##### Stored data #####

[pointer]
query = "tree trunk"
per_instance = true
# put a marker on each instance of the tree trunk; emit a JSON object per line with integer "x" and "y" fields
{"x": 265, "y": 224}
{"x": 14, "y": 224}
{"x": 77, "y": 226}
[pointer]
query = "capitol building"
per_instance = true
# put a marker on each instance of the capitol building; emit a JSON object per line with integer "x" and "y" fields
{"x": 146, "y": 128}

#####

_What to work on_
Reproduce every line of the material above verbatim, with no changes.

_Solution to this problem_
[pointer]
query = "tree trunk"
per_instance = true
# put a marker on each instance of the tree trunk; emit a JSON object per line with integer "x" and "y" fields
{"x": 265, "y": 224}
{"x": 14, "y": 224}
{"x": 77, "y": 226}
[pointer]
query = "capitol building"
per_instance = true
# put a marker on each instance of the capitol building; emit a JSON object per line with integer "x" and "y" fields
{"x": 146, "y": 128}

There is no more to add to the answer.